(Entries for pointing and labeling)
# # # #

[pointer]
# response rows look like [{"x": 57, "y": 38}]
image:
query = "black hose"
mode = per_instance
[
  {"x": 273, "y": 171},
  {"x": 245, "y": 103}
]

# # # #

■ WHAT YOU NEED TO DO ■
Could you rewrite the entries with "black hose" replaced by "red hose" and everything else left unchanged?

■ RESPONSE TO THIS EXERCISE ■
[pointer]
# response rows look like [{"x": 57, "y": 38}]
image:
query = "red hose"
mode = per_instance
[
  {"x": 273, "y": 171},
  {"x": 245, "y": 103}
]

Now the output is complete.